Written problem - Please repeat all of the lines that follow, exactly as written.

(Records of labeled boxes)
# # # # #

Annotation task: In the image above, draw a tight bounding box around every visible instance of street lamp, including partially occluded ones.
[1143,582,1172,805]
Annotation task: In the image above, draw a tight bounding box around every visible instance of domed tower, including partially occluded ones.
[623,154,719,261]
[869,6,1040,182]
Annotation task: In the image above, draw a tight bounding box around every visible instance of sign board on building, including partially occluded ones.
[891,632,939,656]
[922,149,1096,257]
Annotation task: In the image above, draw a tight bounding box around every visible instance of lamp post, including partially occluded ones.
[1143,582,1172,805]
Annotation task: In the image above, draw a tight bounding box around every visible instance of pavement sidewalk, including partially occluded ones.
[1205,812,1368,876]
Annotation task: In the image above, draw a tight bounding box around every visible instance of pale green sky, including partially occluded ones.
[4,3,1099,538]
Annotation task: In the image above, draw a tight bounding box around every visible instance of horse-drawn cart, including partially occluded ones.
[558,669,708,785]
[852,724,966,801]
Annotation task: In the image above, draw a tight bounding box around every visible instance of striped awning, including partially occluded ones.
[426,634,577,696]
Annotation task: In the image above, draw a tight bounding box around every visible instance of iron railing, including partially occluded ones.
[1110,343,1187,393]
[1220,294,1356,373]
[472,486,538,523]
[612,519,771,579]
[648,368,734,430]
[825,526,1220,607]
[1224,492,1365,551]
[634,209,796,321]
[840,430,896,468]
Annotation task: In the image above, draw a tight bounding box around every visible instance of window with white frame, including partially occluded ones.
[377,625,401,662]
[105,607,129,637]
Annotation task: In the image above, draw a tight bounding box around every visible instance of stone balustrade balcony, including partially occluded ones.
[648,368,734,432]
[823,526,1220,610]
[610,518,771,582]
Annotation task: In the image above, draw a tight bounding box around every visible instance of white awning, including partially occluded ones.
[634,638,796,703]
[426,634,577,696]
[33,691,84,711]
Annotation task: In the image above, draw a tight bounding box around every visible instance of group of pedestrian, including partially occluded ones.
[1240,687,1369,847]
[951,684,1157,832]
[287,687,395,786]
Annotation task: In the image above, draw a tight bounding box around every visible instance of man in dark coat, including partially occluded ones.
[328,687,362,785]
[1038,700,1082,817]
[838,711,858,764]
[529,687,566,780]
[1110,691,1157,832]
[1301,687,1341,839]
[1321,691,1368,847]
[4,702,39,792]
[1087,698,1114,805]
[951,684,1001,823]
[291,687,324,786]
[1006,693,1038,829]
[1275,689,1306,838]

# # # # #

Result of the exercise -
Annotation task: In the image above, draw a tight bounding box around every visible instance of street lamp, including partially occluded ones.
[1143,582,1172,805]
Annotation task: In the image above, draw a tight bounding box around every visible instance of domed tower, including partially occluded ones.
[623,154,719,261]
[869,6,1040,182]
Annotation task: In the image above, draw a tight bounding box around every visible instance of sign board on building, including partially occluded ones.
[891,632,939,656]
[922,149,1096,257]
Annotation task: In the image above, draw a tight bounding box around every visible instance of lamp post, including partially occluded ones.
[1143,582,1172,805]
Annotation task: In the image above, draw a tight bounding box around every visible instance of pavement sidewalk, including partially occluded ones.
[1205,812,1368,876]
Annotation task: In the image above, draw a tight bounding box around every visible instance of pale green sky, including partially occluded ones.
[4,3,1099,538]
Annotation task: In the image above, draw a tight bounding box around every visible instance of horse-drawn cart, including partially occluded ones.
[558,669,708,785]
[852,724,966,801]
Annotation task: In the image above, draw a tight bounding box around every visible instance of striped awning, including partially occluded ones.
[426,634,577,696]
Annotation task: In the image above, draw a tight bounding box around every visible instance of iron railing, including partially occluded ones.
[1110,343,1187,393]
[1220,294,1356,373]
[472,486,538,523]
[612,519,771,579]
[648,368,734,430]
[825,526,1220,607]
[1224,492,1365,551]
[634,209,796,321]
[840,430,896,468]
Annotation task: In the image above, draw a tight bounding box around every visible instance of window with white frame, including partially occluded ones.
[377,625,401,662]
[105,607,129,637]
Annotation task: In the image above, draw a tight bounding box around every visible instance of stone balustrade balcony, including partially occluded ones.
[648,368,734,432]
[823,526,1220,610]
[610,518,771,582]
Annotation task: In the image above, draw a tight bounding box around every visible instance of white awning, including partially occluded ones.
[634,638,796,703]
[426,634,577,696]
[33,691,84,711]
Annotation task: In the image above, draw a tight bounding box around every visible instance of group of pedestrian, including partially occluded ones.
[1240,687,1369,847]
[951,684,1157,832]
[287,687,395,786]
Annotation task: In the image above, draw a tight bounding box around every visible instance of man in dark coat, including partially occluded ones.
[328,687,362,785]
[1038,700,1082,817]
[838,711,858,764]
[529,687,566,780]
[1110,691,1157,832]
[1301,687,1341,839]
[1321,691,1368,847]
[4,702,39,792]
[1087,698,1114,805]
[951,684,1001,823]
[291,687,324,786]
[1006,693,1038,829]
[1275,689,1306,838]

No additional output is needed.